[Extracted data entries]
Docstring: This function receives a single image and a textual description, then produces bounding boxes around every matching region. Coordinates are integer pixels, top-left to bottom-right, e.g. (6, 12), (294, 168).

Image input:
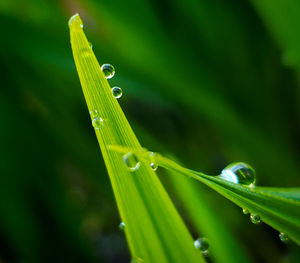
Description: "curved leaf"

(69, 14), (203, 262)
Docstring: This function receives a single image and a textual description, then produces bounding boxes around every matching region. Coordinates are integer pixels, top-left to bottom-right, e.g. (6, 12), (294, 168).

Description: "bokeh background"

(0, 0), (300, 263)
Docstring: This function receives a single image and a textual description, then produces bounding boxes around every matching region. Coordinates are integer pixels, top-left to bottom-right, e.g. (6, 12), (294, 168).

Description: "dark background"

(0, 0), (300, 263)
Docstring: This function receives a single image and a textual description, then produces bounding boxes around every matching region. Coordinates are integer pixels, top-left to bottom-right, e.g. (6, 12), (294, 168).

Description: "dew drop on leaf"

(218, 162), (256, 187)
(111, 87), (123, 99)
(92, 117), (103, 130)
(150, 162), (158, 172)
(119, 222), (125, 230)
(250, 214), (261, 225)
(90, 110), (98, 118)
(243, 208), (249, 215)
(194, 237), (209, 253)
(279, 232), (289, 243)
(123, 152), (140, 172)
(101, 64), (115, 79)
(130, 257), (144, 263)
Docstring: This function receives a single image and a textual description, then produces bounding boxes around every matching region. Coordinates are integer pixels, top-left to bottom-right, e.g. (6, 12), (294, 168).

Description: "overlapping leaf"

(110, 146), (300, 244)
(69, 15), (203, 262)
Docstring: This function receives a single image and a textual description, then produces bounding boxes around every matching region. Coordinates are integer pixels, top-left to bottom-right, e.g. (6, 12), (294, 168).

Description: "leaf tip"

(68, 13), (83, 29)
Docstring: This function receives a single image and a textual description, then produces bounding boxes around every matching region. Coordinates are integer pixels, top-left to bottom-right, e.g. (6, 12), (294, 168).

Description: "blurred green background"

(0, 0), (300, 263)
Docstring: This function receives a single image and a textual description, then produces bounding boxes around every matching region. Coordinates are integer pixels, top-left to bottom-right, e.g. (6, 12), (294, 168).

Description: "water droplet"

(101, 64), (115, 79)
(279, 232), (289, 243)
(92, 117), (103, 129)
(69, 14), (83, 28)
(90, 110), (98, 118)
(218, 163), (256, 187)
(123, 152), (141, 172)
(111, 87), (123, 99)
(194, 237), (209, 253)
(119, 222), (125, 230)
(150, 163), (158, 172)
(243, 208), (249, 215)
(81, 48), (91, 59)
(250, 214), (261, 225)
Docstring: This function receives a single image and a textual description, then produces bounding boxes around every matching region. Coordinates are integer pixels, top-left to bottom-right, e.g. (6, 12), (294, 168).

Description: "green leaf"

--

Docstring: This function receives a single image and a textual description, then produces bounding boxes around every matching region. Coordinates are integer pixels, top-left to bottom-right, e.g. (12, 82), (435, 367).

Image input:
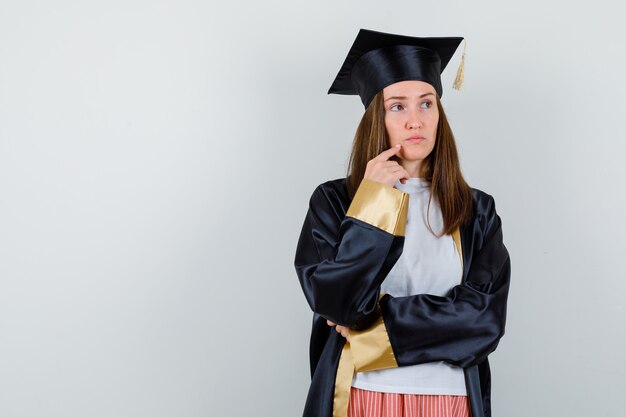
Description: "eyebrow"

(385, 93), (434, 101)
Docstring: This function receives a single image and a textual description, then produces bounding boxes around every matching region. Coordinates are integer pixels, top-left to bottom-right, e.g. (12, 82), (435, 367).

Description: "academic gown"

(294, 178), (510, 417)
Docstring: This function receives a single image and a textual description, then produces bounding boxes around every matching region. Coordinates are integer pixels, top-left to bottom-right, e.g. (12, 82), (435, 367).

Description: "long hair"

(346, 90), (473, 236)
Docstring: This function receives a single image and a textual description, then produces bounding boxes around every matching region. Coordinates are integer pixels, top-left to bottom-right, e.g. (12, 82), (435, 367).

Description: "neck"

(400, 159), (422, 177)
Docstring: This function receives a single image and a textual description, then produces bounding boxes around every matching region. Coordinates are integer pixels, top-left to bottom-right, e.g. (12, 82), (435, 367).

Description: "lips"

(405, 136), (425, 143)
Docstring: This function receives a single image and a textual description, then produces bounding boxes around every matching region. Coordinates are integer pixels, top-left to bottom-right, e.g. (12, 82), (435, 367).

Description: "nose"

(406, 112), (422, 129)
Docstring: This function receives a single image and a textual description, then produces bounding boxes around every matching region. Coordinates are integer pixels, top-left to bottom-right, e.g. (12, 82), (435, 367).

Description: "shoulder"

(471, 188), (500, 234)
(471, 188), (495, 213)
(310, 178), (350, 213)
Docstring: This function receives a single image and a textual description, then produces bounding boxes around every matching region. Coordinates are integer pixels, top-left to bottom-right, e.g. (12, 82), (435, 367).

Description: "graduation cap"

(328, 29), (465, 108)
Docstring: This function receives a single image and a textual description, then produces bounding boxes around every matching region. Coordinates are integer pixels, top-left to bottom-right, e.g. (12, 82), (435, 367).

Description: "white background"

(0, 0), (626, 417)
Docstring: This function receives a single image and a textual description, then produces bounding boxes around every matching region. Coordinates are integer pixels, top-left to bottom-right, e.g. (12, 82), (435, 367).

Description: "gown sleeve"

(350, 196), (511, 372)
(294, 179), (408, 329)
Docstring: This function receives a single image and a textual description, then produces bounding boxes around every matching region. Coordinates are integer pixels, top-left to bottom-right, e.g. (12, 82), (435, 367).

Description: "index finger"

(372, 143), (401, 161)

Exercise requirements: Identify every line above that contains the word "leaf" and copy each one. Case counts.

Response:
Description: "curved leaf"
Description: "dew drop on leaf"
Description: "overlapping leaf"
Description: "leaf tip"
Description: "green leaf"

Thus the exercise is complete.